| PROVIDED DATA |
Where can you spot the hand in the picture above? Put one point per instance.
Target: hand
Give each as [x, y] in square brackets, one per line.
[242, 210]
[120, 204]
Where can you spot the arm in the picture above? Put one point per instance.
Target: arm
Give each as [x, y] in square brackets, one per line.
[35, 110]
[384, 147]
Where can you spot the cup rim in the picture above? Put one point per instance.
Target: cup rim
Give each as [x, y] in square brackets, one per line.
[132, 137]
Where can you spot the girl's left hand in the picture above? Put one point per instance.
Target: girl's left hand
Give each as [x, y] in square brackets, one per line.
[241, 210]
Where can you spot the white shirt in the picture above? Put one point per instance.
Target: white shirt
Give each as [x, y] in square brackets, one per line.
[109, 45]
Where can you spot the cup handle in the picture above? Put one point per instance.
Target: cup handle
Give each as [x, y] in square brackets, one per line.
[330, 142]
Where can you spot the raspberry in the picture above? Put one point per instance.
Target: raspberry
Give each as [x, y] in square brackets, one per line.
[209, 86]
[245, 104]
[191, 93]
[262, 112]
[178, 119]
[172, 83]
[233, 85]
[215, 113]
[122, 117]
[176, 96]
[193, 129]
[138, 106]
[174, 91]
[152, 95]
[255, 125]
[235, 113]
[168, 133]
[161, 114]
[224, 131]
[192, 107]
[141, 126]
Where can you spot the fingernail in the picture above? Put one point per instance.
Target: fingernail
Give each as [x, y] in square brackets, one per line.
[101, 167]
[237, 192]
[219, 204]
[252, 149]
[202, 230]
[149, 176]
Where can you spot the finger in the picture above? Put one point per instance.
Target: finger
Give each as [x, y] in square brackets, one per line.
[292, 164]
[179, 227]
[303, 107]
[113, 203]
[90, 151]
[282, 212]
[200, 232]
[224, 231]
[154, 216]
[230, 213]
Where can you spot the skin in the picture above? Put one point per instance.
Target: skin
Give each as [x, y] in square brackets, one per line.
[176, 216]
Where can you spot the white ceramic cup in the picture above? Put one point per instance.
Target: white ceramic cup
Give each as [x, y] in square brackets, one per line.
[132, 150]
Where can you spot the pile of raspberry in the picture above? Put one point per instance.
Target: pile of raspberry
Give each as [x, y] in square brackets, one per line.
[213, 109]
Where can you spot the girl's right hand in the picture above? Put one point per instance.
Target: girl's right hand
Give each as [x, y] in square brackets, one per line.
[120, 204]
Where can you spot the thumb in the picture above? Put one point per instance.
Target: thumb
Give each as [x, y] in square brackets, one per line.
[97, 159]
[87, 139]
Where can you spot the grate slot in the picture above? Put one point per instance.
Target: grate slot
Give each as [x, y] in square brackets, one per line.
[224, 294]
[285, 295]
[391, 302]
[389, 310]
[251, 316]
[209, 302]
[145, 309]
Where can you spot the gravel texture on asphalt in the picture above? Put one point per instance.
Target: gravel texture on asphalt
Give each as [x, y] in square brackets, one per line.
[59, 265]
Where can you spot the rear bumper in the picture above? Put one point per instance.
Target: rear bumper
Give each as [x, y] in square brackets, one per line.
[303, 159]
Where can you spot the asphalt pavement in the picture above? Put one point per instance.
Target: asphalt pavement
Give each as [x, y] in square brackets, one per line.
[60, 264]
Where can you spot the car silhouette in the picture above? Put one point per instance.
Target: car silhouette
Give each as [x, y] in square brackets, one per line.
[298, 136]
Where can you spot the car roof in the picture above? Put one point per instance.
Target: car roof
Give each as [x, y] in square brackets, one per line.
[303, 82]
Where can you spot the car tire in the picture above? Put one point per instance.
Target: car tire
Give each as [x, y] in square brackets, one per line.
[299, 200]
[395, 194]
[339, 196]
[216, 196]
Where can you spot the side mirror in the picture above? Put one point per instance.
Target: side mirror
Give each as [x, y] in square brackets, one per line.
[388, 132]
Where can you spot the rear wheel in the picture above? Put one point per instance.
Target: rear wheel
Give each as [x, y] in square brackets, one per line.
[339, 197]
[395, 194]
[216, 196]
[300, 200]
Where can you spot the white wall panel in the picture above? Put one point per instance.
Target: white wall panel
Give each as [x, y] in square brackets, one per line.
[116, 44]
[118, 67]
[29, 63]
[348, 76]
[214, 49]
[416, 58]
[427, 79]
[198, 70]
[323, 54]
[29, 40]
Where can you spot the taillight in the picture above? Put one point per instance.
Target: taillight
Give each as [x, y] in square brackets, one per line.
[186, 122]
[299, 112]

| WORK INSTRUCTIONS |
List the lines of the material in which the word "tire" occurs.

| SOLUTION TO THIS EXERCISE |
Where can you spot the car tire in the picture above? Put one point per instance.
Target: car tire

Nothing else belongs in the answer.